• **TASK TO COMPLETE**
Rewrite the stretch from the line containing "Refer to the photograph and detect the white" through the end of the records, substituting "result" for every "detection" and leaving everything else unchanged.

• **GIVEN DATA**
──────

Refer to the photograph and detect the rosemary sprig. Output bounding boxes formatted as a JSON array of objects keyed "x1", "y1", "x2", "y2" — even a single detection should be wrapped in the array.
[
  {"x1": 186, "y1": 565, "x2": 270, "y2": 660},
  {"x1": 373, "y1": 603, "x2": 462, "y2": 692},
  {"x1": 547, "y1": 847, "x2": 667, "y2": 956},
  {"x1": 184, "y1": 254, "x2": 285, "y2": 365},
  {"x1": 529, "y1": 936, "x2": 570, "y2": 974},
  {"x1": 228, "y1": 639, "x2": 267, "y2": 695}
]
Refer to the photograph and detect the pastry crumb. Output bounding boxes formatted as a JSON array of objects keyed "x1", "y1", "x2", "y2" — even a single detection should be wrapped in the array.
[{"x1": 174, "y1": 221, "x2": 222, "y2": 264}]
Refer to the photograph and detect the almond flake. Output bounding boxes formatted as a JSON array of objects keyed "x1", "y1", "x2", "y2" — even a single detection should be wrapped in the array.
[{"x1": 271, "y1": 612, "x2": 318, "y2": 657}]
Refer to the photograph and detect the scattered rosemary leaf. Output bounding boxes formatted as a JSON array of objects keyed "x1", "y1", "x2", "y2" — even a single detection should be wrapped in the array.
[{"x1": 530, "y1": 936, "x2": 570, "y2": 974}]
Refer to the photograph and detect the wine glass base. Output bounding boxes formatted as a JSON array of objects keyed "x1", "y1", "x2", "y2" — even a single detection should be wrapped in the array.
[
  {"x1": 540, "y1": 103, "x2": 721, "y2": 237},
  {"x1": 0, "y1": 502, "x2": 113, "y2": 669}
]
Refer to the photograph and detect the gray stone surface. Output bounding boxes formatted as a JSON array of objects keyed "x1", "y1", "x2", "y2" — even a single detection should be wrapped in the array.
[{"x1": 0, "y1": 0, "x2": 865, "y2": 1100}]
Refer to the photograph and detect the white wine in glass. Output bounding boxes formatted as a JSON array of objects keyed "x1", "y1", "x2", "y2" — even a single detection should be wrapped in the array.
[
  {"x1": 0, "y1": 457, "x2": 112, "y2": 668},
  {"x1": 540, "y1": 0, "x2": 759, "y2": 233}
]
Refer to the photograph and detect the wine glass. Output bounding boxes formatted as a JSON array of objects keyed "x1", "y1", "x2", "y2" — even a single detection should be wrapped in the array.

──────

• **IN RESPONSE**
Refer to the photograph and detect the white wine in glass. Output bounding boxes formatted as a JSON array of objects keyed "x1", "y1", "x2", "y2" — even a single result should be wrapped in the array.
[
  {"x1": 0, "y1": 457, "x2": 112, "y2": 668},
  {"x1": 540, "y1": 0, "x2": 759, "y2": 233}
]
Refer to the photograph and detect the wine glass. Output bounding boxes formatted as a JSON array of objects keyed "x1", "y1", "x2", "y2" — even a single result should be wrapped in the array.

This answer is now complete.